SS George Washington Carver was a Liberty ship built for the United States Maritime Commission during World War II. The ship was named in honor of George Washington Carver, and was the second Liberty ship named for an African American.

The ship was initially assigned by the War Shipping Administration (WSA) to the American South African Line (Farrell Lines), Inc. for merchant service. In November 1943 the ship was allocated to the United States Army by the WSA and was converted to hospital ship USAHS Dogwood. The ship made multiple trips to ports in England from its homeport of Charleston, South Carolina, before sailing for duty in the Philippines in 1945.

In January 1946, the ship was converted to carry a combination of troops and military dependents as USAT George Washington Carver. The ship was laid up in the National Defense Reserve Fleet in 1947 and was sold for scrapping in 1964.

History

Construction
SS George Washington Carver (MC Hull No. 542) was laid down on 12 April 1943 on shipway 7 at Yard No. 1 by Permanente Metals Corp. of Richmond, California, as a standard Liberty ship. The ship was launched on 7 May 1943 and sponsored by Lena Horne, and delivered 24 May 1943, taking 42 days from start to delivery.

During the ship's construction, photographer E. F. Joseph, on behalf of the Office of War Information, took a series of photographs showing predominantly African American men and women working on George Washington Carver.

Launching ceremony
A crowd of 1,500 gathered to watch the launching of George Washington Carver on 7 May 1943. The ceremonies were organized by the United Negro Labor Committee, and that organization's president, C. L. Dellums, spoke to crowd. Lena Horne, on a break from filming Stormy Weather, was the sponsor, and welder Beatrice Turner, the first African American female hired at the Richmond Shipyards, was the matron of honor. Bill "Bojangles" Robinson, Horne's Stormy Weather co-star, and actresses Dorothy Dandridge and Etta Moten were all scheduled to be in attendance at the event. The Carver was the second Liberty ship – out of a then-planned series of three – named for an African American and the 90th ship launched at the No. 1 yard in Richmond.

Merchant service
The ship was assigned by the WSA to the American South African Line (Farrell Lines) for merchant operation in the Mediterranean. The ship made convoy runs from Alexandria to Malta in September 1943, and from Alexandria to Bizerte the following month. From Bizerte the ship headed to Hampton Roads, Virginia, arriving there on 6 November 1943.

On 23 November 1943, after her brief civilian career, the WSA transferred the ship to the War Department for U.S. Army use as a hospital ship.

U.S. Army service
From November 1943 to July 1944 the ship underwent conversion to a Hague Convention hospital ship at the Atlantic Basin Iron Works yard in New York. During this time the ship was assigned the name USAHS Dogwood by recommendation of the Surgeon General.

Dogwood embarked on her first trip as a hospital ship in late July 1944 and returned to her new homeport of Charleston in August. The ship made six transatlantic round trips, usually calling at Avonmouth, Liverpool, and the Mersey, before being ordered to the Pacific.

Data provided |
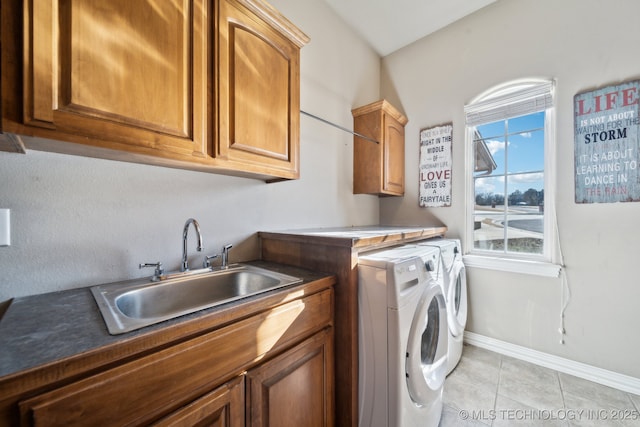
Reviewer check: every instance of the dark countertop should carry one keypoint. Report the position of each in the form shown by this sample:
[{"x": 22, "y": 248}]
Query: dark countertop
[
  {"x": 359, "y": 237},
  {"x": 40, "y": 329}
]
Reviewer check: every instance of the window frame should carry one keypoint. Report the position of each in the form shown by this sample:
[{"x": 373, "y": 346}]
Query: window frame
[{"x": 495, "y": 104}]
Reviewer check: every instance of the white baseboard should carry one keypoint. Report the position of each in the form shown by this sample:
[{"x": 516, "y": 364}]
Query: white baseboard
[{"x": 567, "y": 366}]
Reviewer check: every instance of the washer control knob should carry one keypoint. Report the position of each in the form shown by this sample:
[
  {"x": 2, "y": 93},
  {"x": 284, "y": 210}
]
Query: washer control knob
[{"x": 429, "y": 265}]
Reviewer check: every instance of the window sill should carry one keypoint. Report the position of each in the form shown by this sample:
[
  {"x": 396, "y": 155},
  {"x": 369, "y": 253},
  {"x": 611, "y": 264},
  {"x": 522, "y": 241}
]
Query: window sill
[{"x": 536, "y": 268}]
---
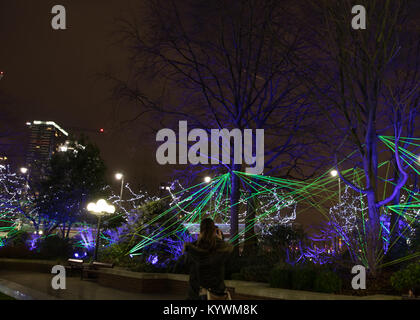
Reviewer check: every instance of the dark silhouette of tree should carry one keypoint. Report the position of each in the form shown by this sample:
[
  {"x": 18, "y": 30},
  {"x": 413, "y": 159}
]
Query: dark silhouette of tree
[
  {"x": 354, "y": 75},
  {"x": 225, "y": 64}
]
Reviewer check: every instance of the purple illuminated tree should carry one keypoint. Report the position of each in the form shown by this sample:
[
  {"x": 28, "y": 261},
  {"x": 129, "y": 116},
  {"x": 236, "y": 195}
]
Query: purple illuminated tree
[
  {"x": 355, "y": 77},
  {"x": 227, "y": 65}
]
* * *
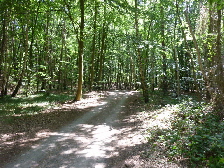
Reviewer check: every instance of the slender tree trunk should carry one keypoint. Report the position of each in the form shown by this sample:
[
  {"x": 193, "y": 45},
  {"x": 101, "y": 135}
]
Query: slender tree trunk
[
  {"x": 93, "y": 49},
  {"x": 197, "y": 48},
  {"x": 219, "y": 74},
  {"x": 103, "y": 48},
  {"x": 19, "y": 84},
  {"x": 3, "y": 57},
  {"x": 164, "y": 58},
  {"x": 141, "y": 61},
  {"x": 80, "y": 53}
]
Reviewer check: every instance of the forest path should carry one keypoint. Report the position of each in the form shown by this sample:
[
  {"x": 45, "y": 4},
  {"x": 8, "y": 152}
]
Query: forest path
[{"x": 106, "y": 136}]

Try it | Reproduce word for word the part of the Liberty ship text that opens with the words containing "On 23 November" and closes with "to the Pacific.".

Reply |
On 23 November 1943, after her brief civilian career, the WSA transferred the ship to the War Department for U.S. Army use as a hospital ship.

U.S. Army service
From November 1943 to July 1944 the ship underwent conversion to a Hague Convention hospital ship at the Atlantic Basin Iron Works yard in New York. During this time the ship was assigned the name USAHS Dogwood by recommendation of the Surgeon General.

Dogwood embarked on her first trip as a hospital ship in late July 1944 and returned to her new homeport of Charleston in August. The ship made six transatlantic round trips, usually calling at Avonmouth, Liverpool, and the Mersey, before being ordered to the Pacific.